Consegna:
Ricopia parola per parola tutti i dati riportati qui sotto, tralasciando le immagini.

[Dati tratti da un dataset]
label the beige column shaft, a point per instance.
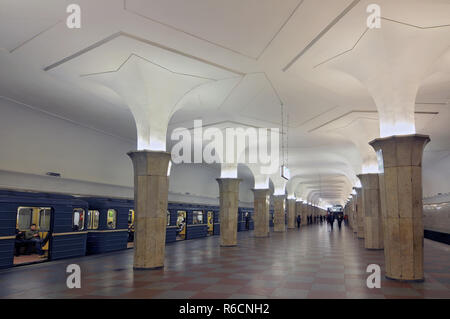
(229, 205)
(261, 206)
(304, 214)
(373, 228)
(291, 213)
(350, 214)
(354, 215)
(279, 203)
(400, 161)
(298, 212)
(151, 186)
(359, 208)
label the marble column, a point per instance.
(291, 213)
(354, 217)
(261, 207)
(350, 213)
(279, 203)
(359, 208)
(229, 205)
(305, 214)
(373, 228)
(151, 186)
(298, 212)
(400, 174)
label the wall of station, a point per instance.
(33, 143)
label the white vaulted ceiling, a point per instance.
(253, 55)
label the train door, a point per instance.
(181, 225)
(210, 222)
(33, 234)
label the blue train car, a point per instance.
(190, 220)
(59, 222)
(107, 224)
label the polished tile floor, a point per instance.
(310, 263)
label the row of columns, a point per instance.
(387, 210)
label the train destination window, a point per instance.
(78, 219)
(111, 221)
(93, 218)
(197, 217)
(24, 216)
(44, 219)
(131, 217)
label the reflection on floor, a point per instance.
(310, 263)
(25, 259)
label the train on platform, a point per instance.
(72, 226)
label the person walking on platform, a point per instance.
(330, 219)
(340, 219)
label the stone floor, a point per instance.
(310, 263)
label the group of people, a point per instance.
(330, 218)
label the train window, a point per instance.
(197, 217)
(131, 217)
(44, 219)
(93, 218)
(111, 221)
(24, 217)
(78, 219)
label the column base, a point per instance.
(150, 268)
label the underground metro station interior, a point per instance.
(169, 149)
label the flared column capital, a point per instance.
(150, 163)
(261, 192)
(279, 198)
(369, 181)
(400, 150)
(228, 184)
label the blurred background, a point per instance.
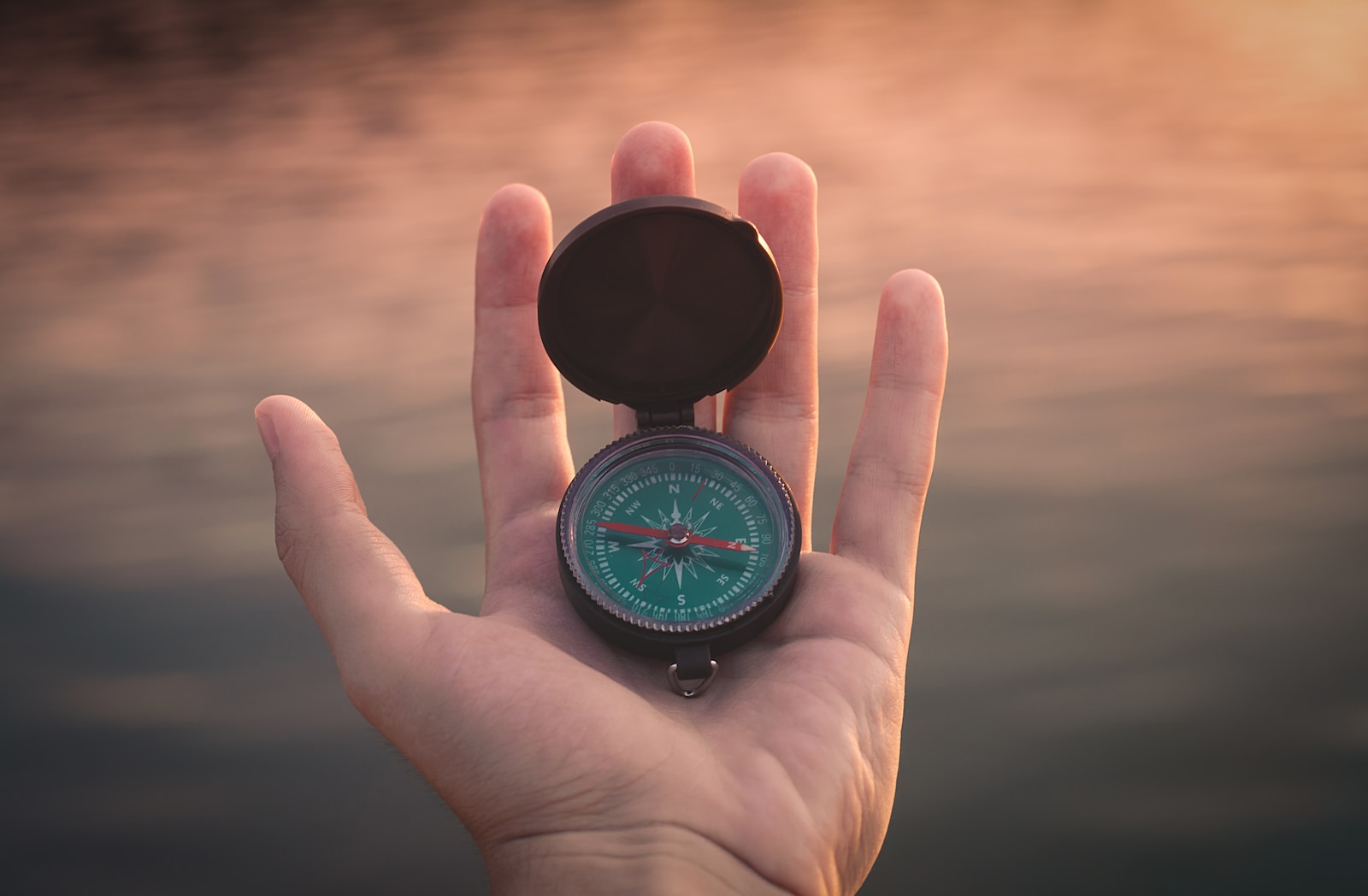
(1139, 657)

Risposta alla consegna:
label the beige column shaft, a point per instance.
(229, 205)
(261, 206)
(304, 214)
(373, 228)
(291, 213)
(350, 214)
(354, 215)
(279, 203)
(400, 161)
(298, 212)
(151, 186)
(359, 208)
label the marble column, a point per instance.
(291, 213)
(354, 217)
(261, 207)
(350, 213)
(279, 203)
(359, 208)
(229, 205)
(305, 214)
(373, 228)
(151, 186)
(298, 212)
(400, 174)
label the wall of station, a point per instance.
(33, 143)
label the white vaulted ceiling, a point per instance.
(253, 55)
label the train door, a point per instance.
(181, 225)
(210, 222)
(33, 234)
label the blue train car, a point per instance.
(190, 220)
(59, 222)
(107, 224)
label the polished tile floor, a point per instance.
(310, 263)
label the row of columns, a point per instance.
(387, 210)
label the train destination window, a point per instance.
(78, 219)
(111, 221)
(93, 218)
(197, 217)
(24, 216)
(44, 219)
(131, 217)
label the reflection on floor, a point per instance.
(310, 263)
(25, 259)
label the train on platform, a point per instance.
(72, 226)
label the person walking on platform, a point per instance.
(330, 219)
(340, 219)
label the stone floor, a point per instance.
(310, 263)
label the group of people, a point per instance.
(330, 218)
label the train window, a point per instance.
(197, 217)
(131, 217)
(44, 219)
(93, 218)
(111, 221)
(24, 217)
(78, 219)
label the column base, a point per instance.
(150, 268)
label the underground metro station interior, a point per instance.
(169, 149)
label the flared column capital, a point per instance.
(150, 163)
(261, 192)
(279, 198)
(369, 181)
(400, 150)
(228, 184)
label the blurred background, a point per instance.
(1139, 657)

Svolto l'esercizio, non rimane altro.